→ **LEESTEKST**:
----
Ook hier geldt dat er aan het elimineren van dit risico "kosten" verbonden zijn: indien met geen relatief koersrisico wenst te lopen, kan men kiezen voor een passieve beleggingsstijl. Doch daarmee raakt men tevens de kans op een hoger rendement dan dat van de benchmark kwijt. De prijs is weliswaar het prijsgeven van een kans, dock ook een kans heeft, in deze context, een waarde.

Een portfoliomanager die zijn tracking error ziet toenemen, en constateert dat hij de grenzen van zijn risicobudget nadert, zal bijvoorbeeld zijn beleggingsstijl moeten aanpassen, door beleggingen met een grotere volatiliteit te verruilen voor beleggingen met een kleinere volatiliteit. (Hij zal bijvoorbeeld aandelen moeten verkopen ten gunste van obligaties. Een variant op een dergelijke situatie deed zich, tot op zekere hoogte, in 2003 voor toen de Pensioen- en Verzekeringskamer bij een aantal Nederlandse pensioenfondsen aandrong op het verminderen van het percentage aandelen in de beleggingsportefeuille.)

Wisselkoersrisico[bewerken | brontekst bewerken]

Bij het kopen en verkopen van bijvoorbeeld aandelen of obligaties moet men rekening houden met dalen of stijgen van de respectievelijke valuta's.
----
→ **OPDRACHT 1**:
Beantwoord de volgende vragen aan de hand van de tekst over beleggingsrisico's.
(a) Welke kans verliest men volgens de tekst als men voor een passieve beleggingsstijl kiest?
(b) Waarop drong de Pensioen- en Verzekeringskamer in 2003 aan bij een aantal Nederlandse pensioenfondsen?
(c) Met welke ontwikkeling moet men onder het kopje "Wisselkoersrisico" rekening houden bij het kopen en verkopen van bijvoorbeeld aandelen of obligaties?
→ **OPDRACHT 2**: Neem uit de tekst over beleggingsrisico's letterlijk het gedeelte over van "Een portfoliomanager die" tot en met "in de beleggingsportefeuille.)".
→ **OPDRACHT 3**: Schrijf een vervolg op de tekst over beleggingsrisico's dat direct aansluit op de laatste zin.
----
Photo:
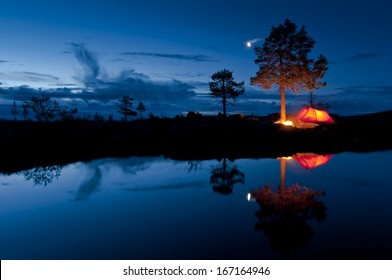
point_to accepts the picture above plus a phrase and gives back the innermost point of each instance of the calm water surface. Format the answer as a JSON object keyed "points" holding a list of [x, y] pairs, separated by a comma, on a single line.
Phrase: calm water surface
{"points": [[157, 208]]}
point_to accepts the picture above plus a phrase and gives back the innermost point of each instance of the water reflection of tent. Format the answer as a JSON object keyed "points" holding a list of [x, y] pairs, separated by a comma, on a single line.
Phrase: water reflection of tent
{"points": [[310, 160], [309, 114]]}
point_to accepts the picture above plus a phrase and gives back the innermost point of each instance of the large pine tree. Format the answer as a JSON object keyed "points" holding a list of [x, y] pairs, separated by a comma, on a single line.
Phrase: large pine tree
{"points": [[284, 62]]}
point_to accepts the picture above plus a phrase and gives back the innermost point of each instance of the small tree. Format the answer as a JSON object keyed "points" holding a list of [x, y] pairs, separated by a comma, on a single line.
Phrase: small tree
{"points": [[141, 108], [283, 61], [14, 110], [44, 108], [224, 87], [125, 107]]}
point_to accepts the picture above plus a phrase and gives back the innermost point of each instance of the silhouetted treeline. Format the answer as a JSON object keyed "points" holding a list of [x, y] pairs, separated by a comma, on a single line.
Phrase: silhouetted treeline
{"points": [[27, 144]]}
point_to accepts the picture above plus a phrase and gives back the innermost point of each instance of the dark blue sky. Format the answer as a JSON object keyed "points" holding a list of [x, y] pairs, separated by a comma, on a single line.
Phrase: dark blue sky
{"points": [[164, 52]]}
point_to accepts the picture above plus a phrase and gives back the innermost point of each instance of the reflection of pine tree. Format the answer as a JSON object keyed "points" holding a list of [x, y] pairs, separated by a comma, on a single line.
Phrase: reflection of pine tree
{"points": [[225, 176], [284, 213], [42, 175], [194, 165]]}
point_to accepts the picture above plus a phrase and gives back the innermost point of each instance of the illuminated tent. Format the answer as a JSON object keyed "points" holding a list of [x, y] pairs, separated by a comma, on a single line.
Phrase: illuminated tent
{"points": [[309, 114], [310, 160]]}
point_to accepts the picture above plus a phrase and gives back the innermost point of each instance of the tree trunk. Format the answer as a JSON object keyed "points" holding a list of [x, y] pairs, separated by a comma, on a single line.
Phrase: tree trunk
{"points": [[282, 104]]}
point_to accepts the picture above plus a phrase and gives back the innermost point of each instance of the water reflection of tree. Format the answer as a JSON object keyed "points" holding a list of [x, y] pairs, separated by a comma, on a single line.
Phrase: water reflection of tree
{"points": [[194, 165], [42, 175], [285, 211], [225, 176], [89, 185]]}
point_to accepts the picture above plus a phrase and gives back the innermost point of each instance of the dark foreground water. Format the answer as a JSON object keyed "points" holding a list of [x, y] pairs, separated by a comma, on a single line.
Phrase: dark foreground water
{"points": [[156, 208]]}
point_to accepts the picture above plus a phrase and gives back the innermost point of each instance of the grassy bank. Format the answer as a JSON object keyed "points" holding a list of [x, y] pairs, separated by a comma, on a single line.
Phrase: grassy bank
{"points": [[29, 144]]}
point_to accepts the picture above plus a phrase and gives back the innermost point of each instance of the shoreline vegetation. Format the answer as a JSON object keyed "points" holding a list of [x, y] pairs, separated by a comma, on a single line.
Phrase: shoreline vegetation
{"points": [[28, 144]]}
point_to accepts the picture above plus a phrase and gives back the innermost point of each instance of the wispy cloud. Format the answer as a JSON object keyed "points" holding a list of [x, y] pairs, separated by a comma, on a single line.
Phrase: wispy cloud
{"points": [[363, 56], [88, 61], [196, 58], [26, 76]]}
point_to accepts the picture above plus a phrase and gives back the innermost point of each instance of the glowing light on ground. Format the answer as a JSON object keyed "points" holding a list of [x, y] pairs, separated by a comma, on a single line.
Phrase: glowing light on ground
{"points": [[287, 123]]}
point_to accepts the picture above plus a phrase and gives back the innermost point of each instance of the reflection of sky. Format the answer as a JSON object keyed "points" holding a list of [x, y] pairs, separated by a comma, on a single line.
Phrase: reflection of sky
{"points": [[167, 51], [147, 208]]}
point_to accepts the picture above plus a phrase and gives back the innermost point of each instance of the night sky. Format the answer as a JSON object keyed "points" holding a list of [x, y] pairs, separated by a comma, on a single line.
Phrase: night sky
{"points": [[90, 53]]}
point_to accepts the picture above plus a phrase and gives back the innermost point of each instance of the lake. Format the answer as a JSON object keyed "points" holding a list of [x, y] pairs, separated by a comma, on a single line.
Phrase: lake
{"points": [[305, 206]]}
----
→ **ANTWOORD 1**:
(a) De kans op een hoger rendement dan dat van de benchmark.
(b) Op het verminderen van het percentage aandelen in de beleggingsportefeuille.
(c) Met het dalen of stijgen van de respectievelijke valuta's.

→ **ANTWOORD 2**:
Een portfoliomanager die zijn tracking error ziet toenemen, en constateert dat hij de grenzen van zijn risicobudget nadert, zal bijvoorbeeld zijn beleggingsstijl moeten aanpassen, door beleggingen met een grotere volatiliteit te verruilen voor beleggingen met een kleinere volatiliteit. (Hij zal bijvoorbeeld aandelen moeten verkopen ten gunste van obligaties. Een variant op een dergelijke situatie deed zich, tot op zekere hoogte, in 2003 voor toen de Pensioen- en Verzekeringskamer bij een aantal Nederlandse pensioenfondsen aandrong op het verminderen van het percentage aandelen in de beleggingsportefeuille.)

→ **ANTWOORD 3**:
Debiteurenrisico[bewerken | brontekst bewerken]

Dit is het risico dat een debiteur niet aan zijn verplichtingen kan voldoen. Zie hiervoor de lemma's debiteurenrisico en obligatierating. Financiële instellingen zullen dit risico inzichtelijk trachten te maken door op basis van historische gegevens schattingen te maken van de omvang van de uit een bestaande portefeuille voortvloeiende hoeveelheid wanbetalingen. Bij een breed gespreide portefeuille (bijvoorbeeld woninghypotheken of particuliere leningen) is dit redelijk tot goed te doen: de ervaring is dan dat per jaar x% van het totaal aan uitgeleend geld niet betaald wordt. Bij grotere kredieten, bijvoorbeeld aan ondernemingen, is dit moeilijker te ramen: er zullen niet veel grote relaties in de problemen komen, maar als dat gebeurt zijn er ook grote bedragen mee gemoeid.

Settlementsrisico[bewerken | brontekst bewerken]

Dit is het risico dat bij de afwikkeling van een transactie men wel aan zijn eigen verplichtingen voldaan heeft, doch de tegenpartij niet aan diens verplichtingen voldoet. Dit kan (in vergaande mate) beperkt worden door (steeds) vast te houden aan het principe van "gelijk oversteken", hetgeen bij de afwikkeling van effectentransacties gebruikelijk is.

Om dit te bereiken wordt bij de afwikkeling van effectentransacties vrijwel altijd gebruik van gemaakt van gespecialiseerde "clearing houses", waarbinnen transacties afgewikkeld worden.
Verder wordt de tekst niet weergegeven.